Text excerpt:

[Start of section]

Macro Lens Guide for Closeup Photography
Did you know all the ways you can use a macro lens? These 12 pro tips will give you an insight into the wonderful world of close up photography.
Used for ultra-detailed photography, a ‘macro lens’ is surprisingly versatile – you’ll soon discover it’s not just about capturing close-up images.
The range of subjects is vast; insects, flowers, textures, water droplets and, perhaps less obviously, portraits, and all in tack-sharp detail.
In this guide, we’ll be discussing all the technical things you need to know, from minimum focusing distances to magnification ratio, and taking a closer look at what a true macro lens can offer you.
We’ll also offer our recommendations on great value macro lenses from Nikon, Canon and third party brands.
So, let’s get started!
What is a Macro Lens?
Macro means large, and in photography, a macro lens is one which brings objects very close and into sharp focus. A macro lens makes small objects or parts of objects much bigger on the camera sensor.
So, macro means to focus and scale. But there’s more to a macro lens than just that. Images photographed with a macro lens are often shown – printed, on-screen or projected – so the subject is above life-size but still fascinating beyond human eye levels of detail.
A typical macro lens has a ‘magnification’ or ‘reproduction ratio’ of 1:1, meaning the image on the sensor is the same as the real object. With other lenses, the image on the sensor is much smaller than the tree, person or building you focussed on.
Some macro lenses have a ratio of more than 1:1, enabling them to record images on the sensor that are larger than the object in real life. You will have seen photographs of insect eyes or wings or snowflakes, for example.
The minimum focusing distance varies with lenses but typically 12 inches (30 centimeters) or less, but most macro lenses will reach infinity, making them useful for general photography.
You can even get macro lenses for iPhones or other smartphones, which attach via a clip over the existing camera’s lens.
- What is a Macro Lens used for?
Macro lenses are used for shooting close-ups. A macro lens can be used to capture images beyond human vision. A macro image of an insect, for example, can reveal the texture on its back and luminescent colours which in real life is not much more than a blur.
Many believe that macro lenses aren’t all that versatile, but that’s really not the case. First off, it’s a great lens for newborn photography, especially when photographing tiny details like the baby’s eyelashes, fingers, or toes.
It’s also a great lens for product photography, especially if you’re dealing with smaller products.
Your macro lens can also be used as a portrait lens. It actually works well for portraiture because it captures amazing detail, allows you to achieve correct focus even when you stand very close to the subject, and comes in focal lengths that are also ideal for portraits.
So macro lenses can be extremely important for scientific studies, particularly of nature including images of insects, flowers and butterflies. You can also use this style of photography for artistic means, such as telling close-ups; baby fingers, people’s eyes with reflections, older hands with wrinkled skin.
- What is the difference between a Micro and a Macro Lens?
In the simplest of terms, macro translates as big and micro means small. Macro photography aims to make small things appear big on your sensor – micro photography is more about capturing very detailed images.
For you though, when selecting a lens for close up photography, it can be a little confusing – Nikon has micro lenses, but all other camera companies call these lenses macro lenses!
So if you’re a Nikon user, you may be looking at micro lenses, for other camera brands you’ll be looking at macro lenses.
- What is the magnification on a true macro lens?
A ratio of 1:1 is needed to achieve the best and most true results in macro photo taking. However, some macro lenses do have a magnification ratio of 1:2 and 1:3.

[End of section]

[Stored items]

[Start of section]

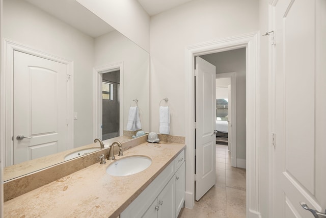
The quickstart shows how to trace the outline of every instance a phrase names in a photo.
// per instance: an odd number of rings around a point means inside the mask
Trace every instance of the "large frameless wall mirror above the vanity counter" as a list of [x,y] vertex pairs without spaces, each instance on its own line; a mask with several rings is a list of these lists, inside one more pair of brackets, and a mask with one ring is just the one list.
[[76,1],[4,0],[2,36],[6,167],[122,136],[135,105],[149,132],[149,54]]

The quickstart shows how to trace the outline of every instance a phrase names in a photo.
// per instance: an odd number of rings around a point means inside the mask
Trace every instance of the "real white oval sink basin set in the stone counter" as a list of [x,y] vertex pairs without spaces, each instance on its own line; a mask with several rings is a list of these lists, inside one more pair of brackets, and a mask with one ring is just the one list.
[[112,176],[129,176],[137,174],[152,164],[145,156],[130,156],[116,160],[106,168],[106,173]]

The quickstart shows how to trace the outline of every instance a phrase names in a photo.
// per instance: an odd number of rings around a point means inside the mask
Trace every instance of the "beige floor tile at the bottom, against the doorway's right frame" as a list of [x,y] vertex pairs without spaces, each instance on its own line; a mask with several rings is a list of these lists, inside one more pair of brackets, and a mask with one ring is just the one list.
[[246,191],[226,188],[226,211],[229,218],[246,217]]

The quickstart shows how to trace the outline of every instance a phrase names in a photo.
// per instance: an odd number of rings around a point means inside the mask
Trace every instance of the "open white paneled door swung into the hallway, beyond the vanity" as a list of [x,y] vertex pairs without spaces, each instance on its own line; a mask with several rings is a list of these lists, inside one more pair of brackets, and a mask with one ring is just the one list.
[[215,66],[196,57],[196,189],[198,201],[215,184]]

[End of section]

Can you write the next part of the macro lens guide, picking up right after its last sentence?

What is the best focal length for a macro lens?
The focal length of a macro lens makes a big difference to the images you take. Here we take a look at the different focal lengths of macro lenses to help you decide which one would best suit your photography.
40 to 60mm macro lenses are perfect for capturing product photography. Also, it’s ideal for getting really close to small subjects – for instance, small creatures.
But it really does come into its own when shooting inanimate objects.
The 90mm to 105mmm macro lens is a classic macro focal length. When you think of macro photography, you will no doubt think of small animals, flowers and insects – as well as plants. This focal length is perfect for all of these subjects.
The focal length means you don’t need to get too close to the subject (i.e. your working distance can be greater), but it is still versatile. After all, it’s a macro lens so you can get very close if you need to! It’s also a popular choice when taking an eye close-up photo.
This really is the ideal focal length if you can’t get too close to your subject. Having a greater working distance can be helpful, when, for example, you may be worried that you’ll scare a small insect you’re photographing away.
So this longer focal length will allow you to step back while still taking very detailed images, that appear close to the subject.
12 Tips to Get the Most out of a Macro Lens
Here we cover 12 tips for you to use to take beautiful macro photographs – by the end of this handy list, you will be ready to go!
1. Stabilize your Shot
For effective macro photos, you will want to ensure you take steady shots with a sharp focus. The closer you get to your subject, the more noticeable camera shake is – and camera shake is something to avoid at all costs with macro photography!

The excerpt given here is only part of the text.